--- Study text ---
By Paulina Gajewski
From earthenware dishes stacked across shelves in department stores, to particularly placed porcelain in a grandmother’s kitchen cabinet, to sculptures littered across museums, pottery has shaped arts and cultures around the world.
Brooklyn College offers some courses relating to studio practice in ceramics, but students on campus can engage themselves with pottery in a lax environment outside of the classroom. A year ago, Angela Auriti, who is currently pursuing a BFA in art, revived the Brooklyn College Ceramics Club.
The once bustling club had ceased its efforts during the period of quarantine. A plethora of clubs on campus also faced the same issue, wondering how effective it would be to continue meetings on an online platform. Pottery, a tactile art that depends heavily on hands-on work, is work best left for an in-person environment.
“When we first started, I went to the involvement fair and had gotten over a hundred twenty signatures. Most of those people came for the first few weeks, but it really trickled down to a close knit group of people,” said club president Auriti, noting that larger numbers don’t indicate more success or passion and was glad that those who stayed really wanted to be there and make art.
Auriti, who started off as a film major, decided to pursue a different path after taking a painting class as an elective course. Clay, however, is a medium set apart from other physical art forms. She preferred a 3D artistic endeavor over 2D, or “flat” art.
---
* _Work request A_
According to the article on the Brooklyn College Ceramics Club, how many signatures did Auriti gather at the involvement fair?
* _Work request B_
Resume the article on the Brooklyn College Ceramics Club after its final sentence.
These items have no connection to the article on the Brooklyn College Ceramics Club.
--- Data ---
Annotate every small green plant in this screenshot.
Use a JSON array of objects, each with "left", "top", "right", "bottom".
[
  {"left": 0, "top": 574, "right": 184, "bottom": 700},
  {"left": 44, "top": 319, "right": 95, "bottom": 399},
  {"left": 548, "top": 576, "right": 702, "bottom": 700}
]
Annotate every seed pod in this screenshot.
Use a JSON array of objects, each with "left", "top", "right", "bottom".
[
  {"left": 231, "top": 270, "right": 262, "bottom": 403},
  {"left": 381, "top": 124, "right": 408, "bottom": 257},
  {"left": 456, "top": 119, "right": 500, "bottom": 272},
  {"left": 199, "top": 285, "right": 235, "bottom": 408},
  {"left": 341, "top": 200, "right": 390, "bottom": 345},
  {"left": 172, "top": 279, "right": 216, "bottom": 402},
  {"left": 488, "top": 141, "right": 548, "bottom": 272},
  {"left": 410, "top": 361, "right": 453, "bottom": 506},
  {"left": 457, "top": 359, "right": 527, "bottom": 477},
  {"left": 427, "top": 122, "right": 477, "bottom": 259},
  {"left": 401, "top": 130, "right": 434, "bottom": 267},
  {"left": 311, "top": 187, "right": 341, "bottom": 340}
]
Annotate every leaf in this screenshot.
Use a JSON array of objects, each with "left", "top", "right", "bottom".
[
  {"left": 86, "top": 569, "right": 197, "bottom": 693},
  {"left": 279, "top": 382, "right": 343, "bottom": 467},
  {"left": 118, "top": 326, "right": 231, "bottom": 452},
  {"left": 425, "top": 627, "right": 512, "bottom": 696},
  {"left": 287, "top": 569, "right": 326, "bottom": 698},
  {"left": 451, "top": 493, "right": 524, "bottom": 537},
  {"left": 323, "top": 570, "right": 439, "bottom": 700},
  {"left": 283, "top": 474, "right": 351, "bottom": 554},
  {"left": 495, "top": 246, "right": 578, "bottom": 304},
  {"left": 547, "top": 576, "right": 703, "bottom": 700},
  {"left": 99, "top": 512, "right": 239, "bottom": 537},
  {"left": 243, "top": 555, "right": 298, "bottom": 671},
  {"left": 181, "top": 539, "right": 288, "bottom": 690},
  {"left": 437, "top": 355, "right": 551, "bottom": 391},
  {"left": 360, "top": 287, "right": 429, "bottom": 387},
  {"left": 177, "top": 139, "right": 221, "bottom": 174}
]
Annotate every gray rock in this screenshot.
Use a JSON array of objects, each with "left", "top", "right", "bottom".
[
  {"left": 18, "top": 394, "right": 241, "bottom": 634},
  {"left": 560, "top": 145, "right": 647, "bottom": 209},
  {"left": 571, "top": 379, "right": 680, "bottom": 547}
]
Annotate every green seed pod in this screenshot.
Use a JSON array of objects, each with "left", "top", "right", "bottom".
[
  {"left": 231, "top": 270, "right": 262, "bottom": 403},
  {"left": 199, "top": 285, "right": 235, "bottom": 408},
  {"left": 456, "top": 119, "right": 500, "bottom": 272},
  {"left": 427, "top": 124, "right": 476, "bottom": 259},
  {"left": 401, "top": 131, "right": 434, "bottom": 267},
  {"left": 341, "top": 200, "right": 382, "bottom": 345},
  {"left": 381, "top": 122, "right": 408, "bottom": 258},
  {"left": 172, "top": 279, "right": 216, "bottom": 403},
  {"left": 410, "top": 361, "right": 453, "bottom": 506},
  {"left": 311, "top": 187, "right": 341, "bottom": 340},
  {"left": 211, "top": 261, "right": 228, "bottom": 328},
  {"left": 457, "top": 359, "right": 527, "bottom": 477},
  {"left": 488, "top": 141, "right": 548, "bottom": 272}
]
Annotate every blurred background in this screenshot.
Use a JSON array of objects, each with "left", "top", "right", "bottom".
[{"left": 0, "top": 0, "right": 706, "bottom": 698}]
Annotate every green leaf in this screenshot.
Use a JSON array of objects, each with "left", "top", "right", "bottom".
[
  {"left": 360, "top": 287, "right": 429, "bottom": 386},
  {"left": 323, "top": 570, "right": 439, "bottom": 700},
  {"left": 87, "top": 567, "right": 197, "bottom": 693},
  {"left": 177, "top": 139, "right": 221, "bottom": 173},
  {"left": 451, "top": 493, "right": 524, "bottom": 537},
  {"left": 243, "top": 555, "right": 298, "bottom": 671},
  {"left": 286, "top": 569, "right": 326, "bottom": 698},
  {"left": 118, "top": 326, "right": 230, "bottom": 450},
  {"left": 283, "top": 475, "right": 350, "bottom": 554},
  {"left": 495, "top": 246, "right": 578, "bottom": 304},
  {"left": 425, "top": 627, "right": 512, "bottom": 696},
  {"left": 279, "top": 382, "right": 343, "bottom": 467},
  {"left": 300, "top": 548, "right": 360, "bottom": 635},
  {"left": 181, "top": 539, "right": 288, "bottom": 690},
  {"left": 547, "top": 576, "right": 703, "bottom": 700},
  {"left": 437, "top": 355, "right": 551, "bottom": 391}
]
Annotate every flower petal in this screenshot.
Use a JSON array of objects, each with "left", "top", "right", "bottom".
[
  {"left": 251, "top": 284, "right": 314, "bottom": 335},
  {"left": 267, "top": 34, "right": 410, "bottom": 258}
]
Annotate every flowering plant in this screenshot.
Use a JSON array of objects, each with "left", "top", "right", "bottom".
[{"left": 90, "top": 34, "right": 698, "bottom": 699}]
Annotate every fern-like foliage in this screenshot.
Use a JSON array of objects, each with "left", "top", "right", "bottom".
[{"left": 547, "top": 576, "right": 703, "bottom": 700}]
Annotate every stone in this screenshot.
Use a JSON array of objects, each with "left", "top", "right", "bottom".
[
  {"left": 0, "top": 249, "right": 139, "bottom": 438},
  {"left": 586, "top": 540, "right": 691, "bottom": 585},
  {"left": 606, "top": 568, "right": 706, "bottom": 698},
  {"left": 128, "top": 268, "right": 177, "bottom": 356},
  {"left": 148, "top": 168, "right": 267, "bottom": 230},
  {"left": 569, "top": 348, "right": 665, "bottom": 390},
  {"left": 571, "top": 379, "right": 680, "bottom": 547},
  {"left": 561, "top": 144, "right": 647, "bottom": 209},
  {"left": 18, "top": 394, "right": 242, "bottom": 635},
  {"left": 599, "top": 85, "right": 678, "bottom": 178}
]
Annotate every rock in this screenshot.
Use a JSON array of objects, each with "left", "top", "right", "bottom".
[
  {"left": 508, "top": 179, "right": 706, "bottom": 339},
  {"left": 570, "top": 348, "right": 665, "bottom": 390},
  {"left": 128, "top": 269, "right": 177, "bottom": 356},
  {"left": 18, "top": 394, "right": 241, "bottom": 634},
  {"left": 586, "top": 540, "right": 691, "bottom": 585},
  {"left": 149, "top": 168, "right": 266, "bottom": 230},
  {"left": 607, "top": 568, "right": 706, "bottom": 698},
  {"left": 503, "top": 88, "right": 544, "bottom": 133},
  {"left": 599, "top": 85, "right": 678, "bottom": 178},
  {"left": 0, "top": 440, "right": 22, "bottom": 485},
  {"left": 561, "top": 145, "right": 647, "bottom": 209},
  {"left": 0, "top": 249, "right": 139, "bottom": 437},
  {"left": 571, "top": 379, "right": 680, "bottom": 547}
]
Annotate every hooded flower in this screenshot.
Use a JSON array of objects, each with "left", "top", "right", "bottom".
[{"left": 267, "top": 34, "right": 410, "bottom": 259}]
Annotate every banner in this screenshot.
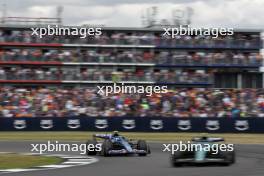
---
* _Answer A_
Over a hundred twenty.

* _Answer B_
Nana Santini, a member of the Ceramics Club and a student at BC pursuing childhood education with a concentration in art, notes that the community and environment above all is what makes the club special. “You want it to be a safe space,” she told The Vanguard. “When you are doing something for the first time and you have no real knowledge of it, you don’t want people to judge you. You want to enter a space where you can ask questions.”
The club starts off each semester with a syllabus, which outlines the different varieties of ceramics they hope to work on. This by no means signifies that creativity is diluted. The majority of the members in the room were working on pinch pots, in which students simply pinch clay into a desired shape. Though the same method was used across the room, not one piece of work was similar to another in design.
“There is no exact way to deal with clay,” said Elizabeth Li, who is pursuing a BFA in art. “I like to just go with the flow. But clay can be a little temperamental. You can’t let it be too dry or too wet. After you know the basic rules, you can turn off your brain and work.”
Arts, whether pursued professionally or as a hobby, are generally associated with the element of inspiration and entertainment. Members like Emily Nguyen, a marketing major at BC, appreciate that pottery is a hands-on activity and is a long process. “Today, we’re just pinching the clay, but during the next meeting we’ll have to fire it, and then the next meeting, we’ll paint. It’s exciting knowing there’s always a next step,” she said.
Pottery is not just defined by working with the medium of clay. Combined with science and technology, pottery can form not only aesthetic features, but functional ones as well. Theo Stewart-Stand, who is currently pursuing a masters in sculpture, is working on a water feature that combines the two. “I’m working on a bird with a sensor, and the front presents itself like a water fountain.” Steward-Stand hopes that the sculpture will be placed somewhere on campus once it is completed.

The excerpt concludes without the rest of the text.